Stated problem: Write out each line of the records below as a row in a Markdown table with two columns, "No." for the row number and "Line" for the text, and skip any blank lines. Leave the pictures out of the table.

Rows:
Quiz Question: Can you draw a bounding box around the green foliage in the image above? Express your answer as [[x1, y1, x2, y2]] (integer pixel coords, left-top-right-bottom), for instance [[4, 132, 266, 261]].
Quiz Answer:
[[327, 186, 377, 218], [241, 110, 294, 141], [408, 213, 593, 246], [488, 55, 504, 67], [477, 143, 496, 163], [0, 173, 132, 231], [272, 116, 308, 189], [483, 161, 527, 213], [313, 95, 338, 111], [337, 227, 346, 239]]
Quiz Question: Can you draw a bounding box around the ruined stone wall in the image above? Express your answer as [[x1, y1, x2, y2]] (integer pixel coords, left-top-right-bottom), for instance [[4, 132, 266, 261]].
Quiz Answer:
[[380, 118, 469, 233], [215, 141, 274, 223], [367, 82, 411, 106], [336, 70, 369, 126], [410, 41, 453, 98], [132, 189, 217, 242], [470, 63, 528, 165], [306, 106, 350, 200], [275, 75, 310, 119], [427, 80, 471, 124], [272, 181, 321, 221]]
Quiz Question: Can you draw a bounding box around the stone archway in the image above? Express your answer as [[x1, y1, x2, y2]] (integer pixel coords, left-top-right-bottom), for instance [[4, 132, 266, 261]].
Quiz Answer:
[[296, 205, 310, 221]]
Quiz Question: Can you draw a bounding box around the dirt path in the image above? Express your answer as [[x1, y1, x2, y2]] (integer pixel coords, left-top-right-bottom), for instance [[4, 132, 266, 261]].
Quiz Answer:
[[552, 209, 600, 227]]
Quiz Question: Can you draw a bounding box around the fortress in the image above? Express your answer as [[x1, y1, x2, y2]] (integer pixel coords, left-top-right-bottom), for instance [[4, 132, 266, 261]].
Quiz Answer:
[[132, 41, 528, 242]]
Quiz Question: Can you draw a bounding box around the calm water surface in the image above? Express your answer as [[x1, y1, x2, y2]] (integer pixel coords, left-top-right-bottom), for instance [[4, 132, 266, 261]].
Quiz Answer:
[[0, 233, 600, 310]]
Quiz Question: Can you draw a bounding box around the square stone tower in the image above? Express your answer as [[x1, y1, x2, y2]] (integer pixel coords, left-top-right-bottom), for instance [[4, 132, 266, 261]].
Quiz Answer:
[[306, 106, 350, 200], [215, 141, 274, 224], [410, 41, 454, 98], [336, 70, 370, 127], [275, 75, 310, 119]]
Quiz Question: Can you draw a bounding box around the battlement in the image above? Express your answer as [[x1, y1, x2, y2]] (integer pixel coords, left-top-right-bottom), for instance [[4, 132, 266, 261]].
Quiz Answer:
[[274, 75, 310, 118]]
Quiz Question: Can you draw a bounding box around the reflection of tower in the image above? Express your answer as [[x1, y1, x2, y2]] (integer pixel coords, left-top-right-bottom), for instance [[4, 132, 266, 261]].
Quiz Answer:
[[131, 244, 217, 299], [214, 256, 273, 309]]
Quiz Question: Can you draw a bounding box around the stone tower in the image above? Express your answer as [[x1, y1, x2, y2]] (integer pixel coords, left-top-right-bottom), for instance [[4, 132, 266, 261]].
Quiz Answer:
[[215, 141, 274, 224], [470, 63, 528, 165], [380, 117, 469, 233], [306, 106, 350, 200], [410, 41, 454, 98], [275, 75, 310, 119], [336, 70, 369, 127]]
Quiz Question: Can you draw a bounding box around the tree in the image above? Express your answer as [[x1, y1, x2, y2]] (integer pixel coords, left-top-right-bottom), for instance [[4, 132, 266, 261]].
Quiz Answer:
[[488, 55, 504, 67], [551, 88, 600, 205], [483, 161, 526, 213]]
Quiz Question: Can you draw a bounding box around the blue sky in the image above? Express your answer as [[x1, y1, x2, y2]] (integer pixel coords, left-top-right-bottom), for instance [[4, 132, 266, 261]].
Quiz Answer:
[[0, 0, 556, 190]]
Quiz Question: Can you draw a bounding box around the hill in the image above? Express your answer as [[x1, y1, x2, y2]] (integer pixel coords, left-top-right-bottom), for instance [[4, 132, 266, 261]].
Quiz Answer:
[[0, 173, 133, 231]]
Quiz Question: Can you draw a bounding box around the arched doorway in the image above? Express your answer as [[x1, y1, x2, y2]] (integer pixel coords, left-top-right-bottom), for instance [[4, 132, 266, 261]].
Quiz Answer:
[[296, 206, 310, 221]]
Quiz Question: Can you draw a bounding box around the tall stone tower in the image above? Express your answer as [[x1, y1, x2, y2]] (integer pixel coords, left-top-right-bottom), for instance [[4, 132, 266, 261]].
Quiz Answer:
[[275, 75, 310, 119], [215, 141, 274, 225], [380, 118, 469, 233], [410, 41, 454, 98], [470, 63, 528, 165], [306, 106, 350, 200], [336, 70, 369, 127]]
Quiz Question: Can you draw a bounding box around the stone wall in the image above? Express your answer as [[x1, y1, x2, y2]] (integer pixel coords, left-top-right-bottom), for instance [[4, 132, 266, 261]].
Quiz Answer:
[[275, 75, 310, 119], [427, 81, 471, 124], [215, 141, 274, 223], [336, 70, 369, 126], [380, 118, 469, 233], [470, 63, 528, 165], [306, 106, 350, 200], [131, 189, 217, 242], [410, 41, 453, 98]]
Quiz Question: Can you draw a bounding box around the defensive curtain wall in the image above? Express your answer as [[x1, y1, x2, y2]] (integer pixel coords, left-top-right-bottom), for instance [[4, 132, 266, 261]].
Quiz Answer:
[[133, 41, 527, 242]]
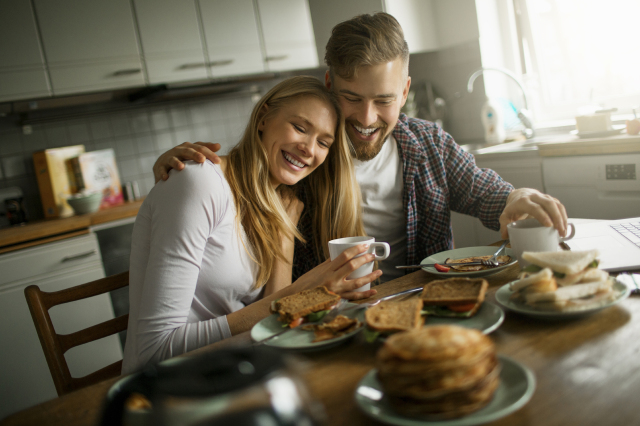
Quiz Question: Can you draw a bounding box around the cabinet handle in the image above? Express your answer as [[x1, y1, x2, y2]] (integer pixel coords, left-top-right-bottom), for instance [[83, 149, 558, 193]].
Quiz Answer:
[[60, 249, 97, 263], [113, 68, 142, 77], [265, 55, 289, 61], [209, 59, 233, 67], [178, 62, 207, 70]]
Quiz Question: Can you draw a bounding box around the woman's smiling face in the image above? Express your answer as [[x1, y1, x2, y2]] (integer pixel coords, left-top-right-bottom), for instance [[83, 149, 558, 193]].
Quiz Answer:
[[258, 96, 338, 187]]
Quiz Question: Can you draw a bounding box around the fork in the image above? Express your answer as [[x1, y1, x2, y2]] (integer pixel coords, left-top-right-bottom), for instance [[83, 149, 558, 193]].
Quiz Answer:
[[480, 239, 509, 267]]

The response:
| No. | Line |
|---|---|
| 1 | Quiz Question: Can you draw a bounding box around the green foliage in the image above? Express your answer as [[x1, y1, x2, y2]] (integer pixel coords, left-top-right-bottom), for instance [[4, 132, 266, 261]]. |
| 2 | Quiz Answer: |
| 3 | [[327, 186, 377, 218], [241, 110, 294, 141], [408, 213, 593, 246], [488, 55, 504, 67], [477, 143, 496, 163], [0, 173, 132, 231], [272, 116, 308, 189], [483, 161, 527, 213], [313, 95, 338, 111], [337, 227, 346, 239]] |
| 4 | Quiz Question: Can you draw a bounding box around the ruined stone wall in the image above? Express your answer as [[x1, y1, x2, y2]] (integer pixel coords, left-top-right-bottom), for instance [[4, 132, 266, 261]]. |
| 5 | Quiz Answer: |
| 6 | [[380, 118, 469, 233], [215, 141, 274, 223], [367, 82, 411, 106], [336, 70, 369, 126], [410, 41, 453, 98], [132, 189, 217, 242], [470, 63, 528, 165], [306, 106, 350, 200], [275, 75, 310, 119], [427, 80, 471, 124], [272, 181, 321, 221]] |
| 7 | Quiz Question: Can you draw a bounding box around the stone archway in the image above? Express your answer as [[x1, y1, x2, y2]] (integer pixel coords, left-top-right-bottom), for instance [[4, 132, 266, 261]]. |
| 8 | Quiz Answer: |
| 9 | [[296, 205, 310, 221]] |
| 10 | Quiz Question: Can you draw a bounding box around the dirt path in the image above? Express your answer as [[x1, y1, x2, y2]] (integer pixel coords, left-top-right-bottom), for instance [[4, 132, 266, 261]]. |
| 11 | Quiz Answer: |
| 12 | [[552, 209, 600, 227]] |
| 13 | Quiz Question: Can you draw a bounding box around the fortress in the image above? Express your answer as [[x1, y1, x2, y2]] (integer pixel coords, left-top-right-bottom), for instance [[4, 132, 266, 261]]. |
| 14 | Quiz Answer: |
| 15 | [[132, 41, 528, 242]] |
| 16 | Quiz Question: Can you draw a bounding box around the calm water surface in the image above? Express your answer as [[x1, y1, x2, y2]] (integer pixel coords, left-top-right-bottom), for instance [[4, 132, 266, 261]]. |
| 17 | Quiz Answer: |
| 18 | [[0, 233, 600, 310]] |
| 19 | Quiz Question: Can you draw a bounding box around the square stone tower in the image above? Express your answer as [[x1, y1, x2, y2]] (integer pixel coords, left-top-right-bottom), for instance [[4, 132, 266, 261]]. |
| 20 | Quiz Answer: |
| 21 | [[306, 106, 350, 200], [215, 141, 274, 224], [410, 41, 454, 98], [336, 70, 370, 127], [275, 75, 310, 119]] |
| 22 | Quiz Question: Can you draw a bounding box around the battlement in the image above? Express your answer as [[x1, y1, x2, y2]] (integer pixel coords, left-top-right-bottom), for instance [[4, 132, 266, 261]]. |
| 23 | Quiz Answer: |
| 24 | [[274, 75, 310, 118]] |
| 25 | Quiz Question: Can you draw a bounding box around the reflection of tower in the image above? Express your answer as [[x1, y1, x2, y2]] (integer pixel coords, left-top-right-bottom), for instance [[4, 132, 266, 261]]. |
| 26 | Quiz Answer: |
| 27 | [[131, 244, 217, 299], [214, 256, 273, 309]] |
| 28 | Quiz Question: Can you draw a bounding box around the stone tower in the image above? Express your answer as [[x1, y1, x2, y2]] (integer pixel coords, left-top-right-bottom), for instance [[4, 132, 266, 261]]. |
| 29 | Quiz Answer: |
| 30 | [[215, 141, 274, 224], [470, 63, 528, 165], [380, 117, 469, 233], [306, 106, 350, 200], [410, 41, 454, 98], [275, 75, 310, 119], [336, 70, 369, 127]] |
| 31 | Quiz Question: Can you draw a bounding box around the tree in the image above? Express your answer as [[x1, y1, x2, y2]] (integer pixel coords, left-top-right-bottom), for instance [[4, 132, 266, 261]]. |
| 32 | Quiz Answer: |
| 33 | [[488, 55, 504, 67], [551, 88, 600, 205], [483, 161, 526, 213]] |
| 34 | Quiz Question: Can you draw a bounding box around the blue sky in the image above? Express your answer as [[x1, y1, x2, y2]] (integer pixel coords, left-top-right-bottom), for instance [[4, 132, 266, 261]]. |
| 35 | Quiz Answer: |
| 36 | [[0, 0, 556, 190]] |
| 37 | Quiz Question: Can you draw a bounding box around the hill in the image above? Express your answer as [[x1, y1, x2, y2]] (integer pixel coords, left-top-right-bottom), for instance [[4, 132, 266, 261]]. |
| 38 | Quiz Answer: |
| 39 | [[0, 173, 133, 231]] |
| 40 | Quiz Question: Can you draw a bounding box around the arched doorway in the image above? Express your answer as [[x1, y1, x2, y2]] (integer pixel coords, left-top-right-bottom), for instance [[4, 132, 266, 261]]. |
| 41 | Quiz Answer: |
| 42 | [[296, 206, 310, 221]] |
| 43 | Quiz Question: Can you draw a bounding box around the tall stone tower in the image above? Express your answer as [[x1, y1, x2, y2]] (integer pixel coords, left-top-right-bottom), for instance [[4, 132, 266, 261]]. |
| 44 | Quiz Answer: |
| 45 | [[275, 75, 310, 119], [215, 141, 274, 225], [380, 118, 469, 233], [410, 41, 454, 98], [470, 63, 528, 165], [306, 106, 350, 200], [336, 70, 369, 127]] |
| 46 | Quiz Question: Can you draw a bounding box around the stone wall in the image above? Express your answer as [[x1, y1, x2, y2]] (integer pixel coords, left-top-right-bottom), for instance [[4, 132, 266, 261]]. |
| 47 | Quiz Answer: |
| 48 | [[275, 75, 310, 119], [427, 81, 471, 124], [215, 141, 274, 223], [336, 70, 369, 126], [380, 118, 469, 233], [470, 63, 528, 165], [306, 106, 350, 200], [131, 189, 217, 242], [410, 41, 453, 98]] |
| 49 | Quiz Question: Can you draw a bounding box around the defensive curtain wall in the image above? Express your answer as [[x1, y1, x2, y2]] (integer pixel coords, left-top-right-bottom), for instance [[4, 132, 266, 261]]. |
| 50 | Quiz Answer: |
| 51 | [[133, 41, 527, 242]] |
| 52 | Quiz Question: Can you draw a bounding box around the cabinet handle in the image above? Express your answer as [[x1, y1, x2, y2]] (integer pixel coords, left-top-right-bottom), for instance [[83, 149, 558, 193]]. |
| 53 | Quiz Answer: |
| 54 | [[60, 249, 97, 263], [113, 68, 142, 77], [265, 55, 289, 61], [209, 59, 233, 67], [178, 62, 207, 70]] |
| 55 | Quiz Question: Can you draw a bounding box around the woman's smiling face in the image above? Express your answer as [[x1, y1, x2, y2]] (integer pixel coords, left-top-right-bottom), for instance [[83, 149, 558, 193]]. |
| 56 | Quiz Answer: |
| 57 | [[258, 96, 338, 187]] |
| 58 | Quiz Question: Can you draw a bounding box around the fork in the image above? Express your answer as [[x1, y1, x2, y2]] (integer pixel coords, left-top-right-bottom), for instance [[83, 149, 558, 193]]. |
| 59 | Quiz Answer: |
| 60 | [[480, 239, 509, 267]] |